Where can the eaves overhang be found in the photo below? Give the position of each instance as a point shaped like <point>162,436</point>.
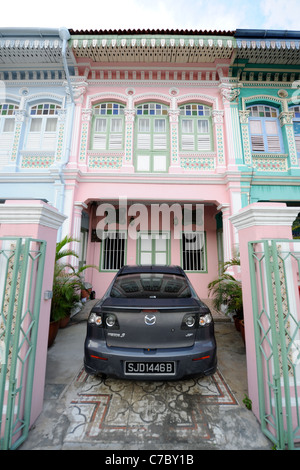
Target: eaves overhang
<point>143,46</point>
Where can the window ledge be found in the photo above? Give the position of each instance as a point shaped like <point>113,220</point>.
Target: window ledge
<point>269,155</point>
<point>38,153</point>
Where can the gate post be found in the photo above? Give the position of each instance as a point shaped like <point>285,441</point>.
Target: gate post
<point>38,220</point>
<point>255,222</point>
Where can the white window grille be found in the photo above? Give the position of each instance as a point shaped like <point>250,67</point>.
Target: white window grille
<point>193,251</point>
<point>113,250</point>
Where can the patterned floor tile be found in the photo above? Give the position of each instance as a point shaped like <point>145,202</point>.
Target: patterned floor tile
<point>111,409</point>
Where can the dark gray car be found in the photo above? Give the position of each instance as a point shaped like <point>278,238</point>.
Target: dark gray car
<point>150,324</point>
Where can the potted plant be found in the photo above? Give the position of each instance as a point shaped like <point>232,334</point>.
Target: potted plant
<point>67,284</point>
<point>226,291</point>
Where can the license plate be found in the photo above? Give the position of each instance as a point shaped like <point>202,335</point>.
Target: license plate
<point>155,368</point>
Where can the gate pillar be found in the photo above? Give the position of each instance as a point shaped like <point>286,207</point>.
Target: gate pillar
<point>258,221</point>
<point>38,220</point>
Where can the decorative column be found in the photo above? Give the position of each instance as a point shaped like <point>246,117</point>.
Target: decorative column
<point>20,115</point>
<point>129,131</point>
<point>218,121</point>
<point>77,213</point>
<point>286,122</point>
<point>86,115</point>
<point>174,140</point>
<point>258,222</point>
<point>244,120</point>
<point>227,235</point>
<point>229,94</point>
<point>40,221</point>
<point>61,132</point>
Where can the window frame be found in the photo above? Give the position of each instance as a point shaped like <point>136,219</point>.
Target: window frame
<point>189,269</point>
<point>103,258</point>
<point>296,120</point>
<point>101,111</point>
<point>153,251</point>
<point>264,135</point>
<point>157,141</point>
<point>195,113</point>
<point>4,119</point>
<point>45,111</point>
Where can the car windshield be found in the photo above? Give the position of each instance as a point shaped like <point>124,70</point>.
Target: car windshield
<point>150,285</point>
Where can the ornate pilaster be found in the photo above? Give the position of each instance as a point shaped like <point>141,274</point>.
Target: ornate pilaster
<point>86,115</point>
<point>227,233</point>
<point>244,119</point>
<point>286,122</point>
<point>129,131</point>
<point>62,114</point>
<point>174,144</point>
<point>20,115</point>
<point>218,119</point>
<point>77,214</point>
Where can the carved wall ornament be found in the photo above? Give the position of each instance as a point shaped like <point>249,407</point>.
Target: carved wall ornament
<point>230,94</point>
<point>217,116</point>
<point>282,93</point>
<point>244,116</point>
<point>286,117</point>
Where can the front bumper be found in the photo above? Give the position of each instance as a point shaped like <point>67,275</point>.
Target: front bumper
<point>200,359</point>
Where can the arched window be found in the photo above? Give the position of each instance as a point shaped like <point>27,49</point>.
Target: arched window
<point>152,138</point>
<point>7,125</point>
<point>265,132</point>
<point>108,127</point>
<point>42,127</point>
<point>195,128</point>
<point>296,125</point>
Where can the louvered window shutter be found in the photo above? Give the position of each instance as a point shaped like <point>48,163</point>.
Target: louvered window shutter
<point>257,142</point>
<point>115,141</point>
<point>203,142</point>
<point>7,135</point>
<point>144,141</point>
<point>297,140</point>
<point>187,142</point>
<point>273,140</point>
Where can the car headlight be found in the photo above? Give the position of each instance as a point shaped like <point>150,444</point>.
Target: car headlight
<point>205,319</point>
<point>188,321</point>
<point>110,320</point>
<point>95,319</point>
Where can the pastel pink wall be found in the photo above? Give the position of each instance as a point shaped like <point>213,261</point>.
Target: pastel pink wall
<point>101,280</point>
<point>257,222</point>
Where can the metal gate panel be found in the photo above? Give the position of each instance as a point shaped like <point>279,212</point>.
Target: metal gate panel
<point>274,270</point>
<point>21,277</point>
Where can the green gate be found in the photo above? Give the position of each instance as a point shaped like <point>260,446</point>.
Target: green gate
<point>21,276</point>
<point>274,271</point>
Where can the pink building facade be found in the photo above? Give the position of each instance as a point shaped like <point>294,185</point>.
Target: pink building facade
<point>152,158</point>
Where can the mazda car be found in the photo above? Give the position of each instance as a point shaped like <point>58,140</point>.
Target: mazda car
<point>150,325</point>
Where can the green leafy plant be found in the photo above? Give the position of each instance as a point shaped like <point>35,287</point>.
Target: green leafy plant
<point>67,282</point>
<point>227,291</point>
<point>247,402</point>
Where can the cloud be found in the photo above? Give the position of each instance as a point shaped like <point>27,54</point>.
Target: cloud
<point>221,15</point>
<point>281,14</point>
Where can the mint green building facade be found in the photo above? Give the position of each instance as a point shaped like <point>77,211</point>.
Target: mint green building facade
<point>265,109</point>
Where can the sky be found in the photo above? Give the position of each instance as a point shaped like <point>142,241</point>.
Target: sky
<point>221,15</point>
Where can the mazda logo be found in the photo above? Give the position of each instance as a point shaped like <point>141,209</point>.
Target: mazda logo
<point>150,319</point>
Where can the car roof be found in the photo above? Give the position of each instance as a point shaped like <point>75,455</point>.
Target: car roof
<point>128,269</point>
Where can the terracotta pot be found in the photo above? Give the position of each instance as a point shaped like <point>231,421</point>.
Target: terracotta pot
<point>237,323</point>
<point>84,294</point>
<point>53,329</point>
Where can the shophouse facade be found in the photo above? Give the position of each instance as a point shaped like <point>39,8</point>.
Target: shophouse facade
<point>157,139</point>
<point>153,163</point>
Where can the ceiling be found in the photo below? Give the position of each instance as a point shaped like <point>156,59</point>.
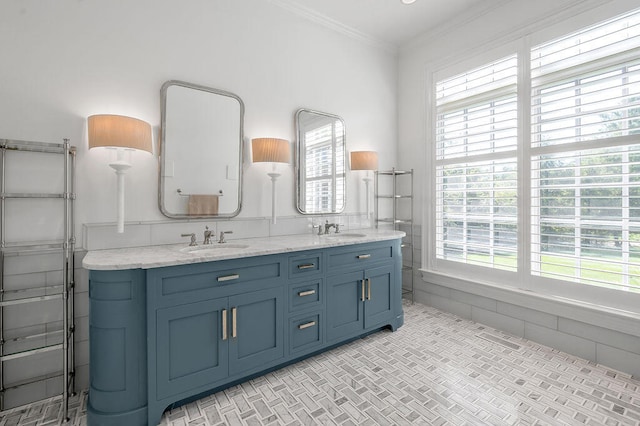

======

## About this task
Reproduce the data word for word; no pictures.

## Exercise output
Where can the eaves overhang be found in the photo below? Give the position of each instance as a point shaped like <point>162,436</point>.
Target: eaves overhang
<point>143,46</point>
Where can the window ledge be found in the photo above? Give the position of each instance as a point shaped like <point>113,220</point>.
Target: window ledge
<point>269,155</point>
<point>38,153</point>
Where can the gate post be found in the photo above? Give the position of each instance as a point shaped like <point>285,441</point>.
Target: gate post
<point>38,220</point>
<point>255,222</point>
Where can the white window grille be found in the photo above? Give the position of each instance as a point shaped like <point>250,67</point>.
Target: white window grille
<point>193,251</point>
<point>113,250</point>
Where can the patterned floor tile be found in the photo above? Give the position of each instance as a point shaped like <point>145,202</point>.
Target: patterned floor tile
<point>111,409</point>
Where can the dark gray car be found in the photo above? Give the position of each instance as a point shaped like <point>278,238</point>.
Target: dark gray car
<point>150,324</point>
Where can the potted plant be found in the photo above? Give the position of each instance as a point shaped like <point>232,334</point>.
Target: potted plant
<point>67,284</point>
<point>226,291</point>
Where can the license plate be found in the photo above? Give the position of each instance as a point shaped like <point>202,335</point>.
Target: license plate
<point>155,368</point>
Where can the gate pillar be found in the photo above? Give the position of each instance as a point shaped like <point>286,207</point>.
Target: gate pillar
<point>258,221</point>
<point>38,220</point>
Where can the decorative column be found in the photo above? Give the position of each instance as a point shaped like <point>246,117</point>.
Target: decorative column
<point>20,115</point>
<point>129,131</point>
<point>218,121</point>
<point>77,213</point>
<point>286,122</point>
<point>86,115</point>
<point>174,140</point>
<point>258,222</point>
<point>244,120</point>
<point>227,235</point>
<point>229,94</point>
<point>40,221</point>
<point>61,132</point>
Where can the window frame be found in the photo above? Give the position of each instance as a point shaped like <point>136,219</point>.
Target: window frame
<point>189,269</point>
<point>103,258</point>
<point>296,120</point>
<point>101,111</point>
<point>153,251</point>
<point>264,135</point>
<point>157,141</point>
<point>195,113</point>
<point>4,119</point>
<point>45,111</point>
Where can the car windshield be found in the photo above? Give the position of each instance as a point shaped like <point>124,70</point>.
Target: car windshield
<point>150,285</point>
Where can the ornate pilaster be found in the photo above? Give the position of each instance as a point shaped like <point>141,274</point>.
Target: ornate pilaster
<point>86,115</point>
<point>227,233</point>
<point>244,119</point>
<point>286,122</point>
<point>129,131</point>
<point>62,114</point>
<point>174,144</point>
<point>20,115</point>
<point>218,119</point>
<point>77,214</point>
Where can the carved wall ornament be found in the photo above? Give the position of each instance as a point shaped like <point>249,407</point>.
Target: carved wall ornament
<point>230,94</point>
<point>217,116</point>
<point>282,93</point>
<point>244,116</point>
<point>286,117</point>
Where can the front bumper be found in the photo above? Give the position of each instance as a point shaped like <point>67,275</point>.
Target: front bumper
<point>200,359</point>
Where can the arched window be found in the photo above? Give the position of each instance as a point shaped like <point>27,49</point>.
Target: arched window
<point>152,138</point>
<point>7,125</point>
<point>265,132</point>
<point>108,127</point>
<point>42,127</point>
<point>195,128</point>
<point>296,125</point>
Where can the louvered window shutter be found in the photo above? Give the position of each instance as a point shaped like <point>48,163</point>.
Target: louvered window shutter
<point>257,142</point>
<point>115,141</point>
<point>203,142</point>
<point>7,135</point>
<point>144,141</point>
<point>297,140</point>
<point>187,142</point>
<point>273,140</point>
Where can the car headlight be found in the photo above? Give the position of each instance as a point shaped like <point>150,444</point>.
Target: car headlight
<point>205,319</point>
<point>188,321</point>
<point>110,320</point>
<point>95,319</point>
Where can the pastel pink wall be found in the photo above? Give the position of each instance as a point shaped like <point>213,261</point>.
Target: pastel pink wall
<point>101,280</point>
<point>257,222</point>
Where can the metal gate panel be found in the photo above? Give the position of each instance as a point shaped like <point>279,212</point>.
Target: metal gate panel
<point>274,270</point>
<point>21,277</point>
Where can the green gate be found in the photo above? Give the position of each instance as a point shaped like <point>260,446</point>.
Target: green gate
<point>21,276</point>
<point>274,271</point>
Where can the pink building facade be found in the photo above? Give the position of each instance as a point shaped like <point>294,185</point>.
Target: pink building facade
<point>152,158</point>
Where can the mazda car be found in the photo above? Give the position of each instance as a point shaped like <point>58,140</point>.
Target: mazda car
<point>150,325</point>
Where can the green leafy plant be found in the photo above? Give the position of each instance as a point shaped like <point>35,287</point>.
Target: green leafy plant
<point>67,282</point>
<point>227,291</point>
<point>247,402</point>
Where can the cloud be found in the photo above? Give the position of each instance as a point shaped like <point>27,54</point>.
Target: cloud
<point>221,15</point>
<point>281,14</point>
Where can the mint green building facade be found in the photo above? Give the position of each instance as a point shaped like <point>77,211</point>.
Target: mint green building facade
<point>265,109</point>
Where can the sky be found in the photo above? Give the position of each instance as a point shaped like <point>142,241</point>.
Target: sky
<point>221,15</point>
Where can the mazda logo be found in the photo above? Give the position of each instance as a point shaped like <point>141,209</point>.
Target: mazda logo
<point>150,319</point>
Where can the car roof be found in the photo above? Give the position of each instance as a point shaped like <point>75,455</point>.
Target: car roof
<point>128,269</point>
Where can the terracotta pot be found in the photo above? Give the position of each instance as a point shaped like <point>231,421</point>.
Target: terracotta pot
<point>237,323</point>
<point>84,294</point>
<point>53,329</point>
Where can the shophouse facade be found in the photo above? Give the position of each instance as a point shaped like <point>39,8</point>.
Target: shophouse facade
<point>157,139</point>
<point>153,163</point>
Where can the ceiling be found in the photo below? Give the position of each instance as a point shaped like <point>156,59</point>.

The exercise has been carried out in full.